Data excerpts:

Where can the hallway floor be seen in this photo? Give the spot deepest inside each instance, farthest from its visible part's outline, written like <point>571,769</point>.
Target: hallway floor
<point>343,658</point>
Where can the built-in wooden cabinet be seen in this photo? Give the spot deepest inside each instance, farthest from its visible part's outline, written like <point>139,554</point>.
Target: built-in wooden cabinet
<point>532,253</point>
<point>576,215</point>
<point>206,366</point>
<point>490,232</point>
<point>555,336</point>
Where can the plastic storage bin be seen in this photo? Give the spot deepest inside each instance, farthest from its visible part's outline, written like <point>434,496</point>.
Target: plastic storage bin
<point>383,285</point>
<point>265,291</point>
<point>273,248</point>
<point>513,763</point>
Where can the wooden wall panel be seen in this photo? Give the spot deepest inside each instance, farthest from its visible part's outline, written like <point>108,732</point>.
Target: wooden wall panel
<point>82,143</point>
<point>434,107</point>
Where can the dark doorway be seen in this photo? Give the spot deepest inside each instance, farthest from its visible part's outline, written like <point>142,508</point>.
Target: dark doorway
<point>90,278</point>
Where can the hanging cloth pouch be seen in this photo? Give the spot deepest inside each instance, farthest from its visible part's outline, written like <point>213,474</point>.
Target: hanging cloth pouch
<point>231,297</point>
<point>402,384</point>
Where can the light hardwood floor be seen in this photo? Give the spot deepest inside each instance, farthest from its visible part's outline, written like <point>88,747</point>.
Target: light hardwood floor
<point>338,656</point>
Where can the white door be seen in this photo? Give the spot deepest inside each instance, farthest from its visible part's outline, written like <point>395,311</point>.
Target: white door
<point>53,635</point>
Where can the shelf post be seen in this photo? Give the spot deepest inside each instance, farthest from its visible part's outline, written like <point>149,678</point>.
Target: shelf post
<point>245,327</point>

Exercise directions: Only a number is expected: the count of lines in the entries that include the string "inside".

Solution to this problem: 9